● **Problem**: Within the listing below, how many lines hold the string "shirt"? Only the number is wanted.

● **Material supplied**:
========================================================================

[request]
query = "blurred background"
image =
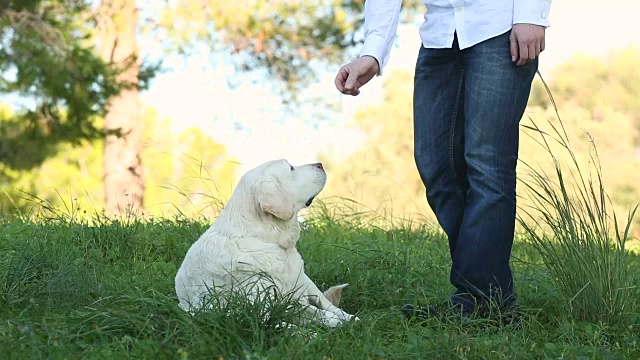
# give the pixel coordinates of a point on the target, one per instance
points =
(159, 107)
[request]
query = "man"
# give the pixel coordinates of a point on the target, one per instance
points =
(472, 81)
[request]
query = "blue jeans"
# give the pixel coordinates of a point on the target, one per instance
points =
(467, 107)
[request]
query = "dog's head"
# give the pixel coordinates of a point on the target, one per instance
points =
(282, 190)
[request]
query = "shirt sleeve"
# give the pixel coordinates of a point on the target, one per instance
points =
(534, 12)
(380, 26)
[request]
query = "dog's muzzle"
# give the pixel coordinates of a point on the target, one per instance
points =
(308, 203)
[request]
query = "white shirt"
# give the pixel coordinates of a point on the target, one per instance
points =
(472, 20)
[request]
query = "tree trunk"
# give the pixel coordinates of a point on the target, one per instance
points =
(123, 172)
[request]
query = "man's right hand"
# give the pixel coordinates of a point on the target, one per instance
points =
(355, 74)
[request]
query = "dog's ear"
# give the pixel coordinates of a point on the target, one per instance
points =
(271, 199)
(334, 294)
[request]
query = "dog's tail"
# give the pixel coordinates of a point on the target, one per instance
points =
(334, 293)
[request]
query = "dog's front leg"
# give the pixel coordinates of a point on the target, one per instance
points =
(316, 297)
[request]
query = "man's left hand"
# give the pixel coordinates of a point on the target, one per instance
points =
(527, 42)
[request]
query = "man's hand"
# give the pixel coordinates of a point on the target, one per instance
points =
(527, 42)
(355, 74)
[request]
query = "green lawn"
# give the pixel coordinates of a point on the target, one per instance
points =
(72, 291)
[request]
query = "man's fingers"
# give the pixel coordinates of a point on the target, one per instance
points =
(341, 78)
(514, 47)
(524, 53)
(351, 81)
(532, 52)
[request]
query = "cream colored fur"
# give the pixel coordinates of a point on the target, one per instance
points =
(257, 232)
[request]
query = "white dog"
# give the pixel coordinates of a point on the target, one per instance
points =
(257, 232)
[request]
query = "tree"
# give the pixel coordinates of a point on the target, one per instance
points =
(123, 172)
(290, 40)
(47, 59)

========================================================================

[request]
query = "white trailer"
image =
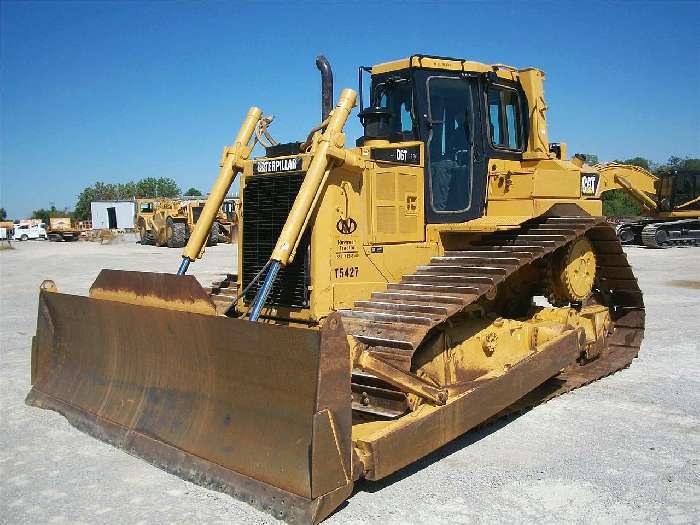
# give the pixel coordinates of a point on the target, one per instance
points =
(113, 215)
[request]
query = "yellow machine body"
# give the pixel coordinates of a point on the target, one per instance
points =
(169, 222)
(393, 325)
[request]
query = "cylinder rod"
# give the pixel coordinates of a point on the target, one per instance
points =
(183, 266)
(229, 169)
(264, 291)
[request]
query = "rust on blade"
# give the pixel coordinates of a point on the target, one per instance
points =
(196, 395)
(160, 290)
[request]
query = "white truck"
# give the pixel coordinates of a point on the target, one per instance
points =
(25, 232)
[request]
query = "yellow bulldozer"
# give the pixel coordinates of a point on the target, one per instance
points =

========================================================================

● **Exercise output**: 2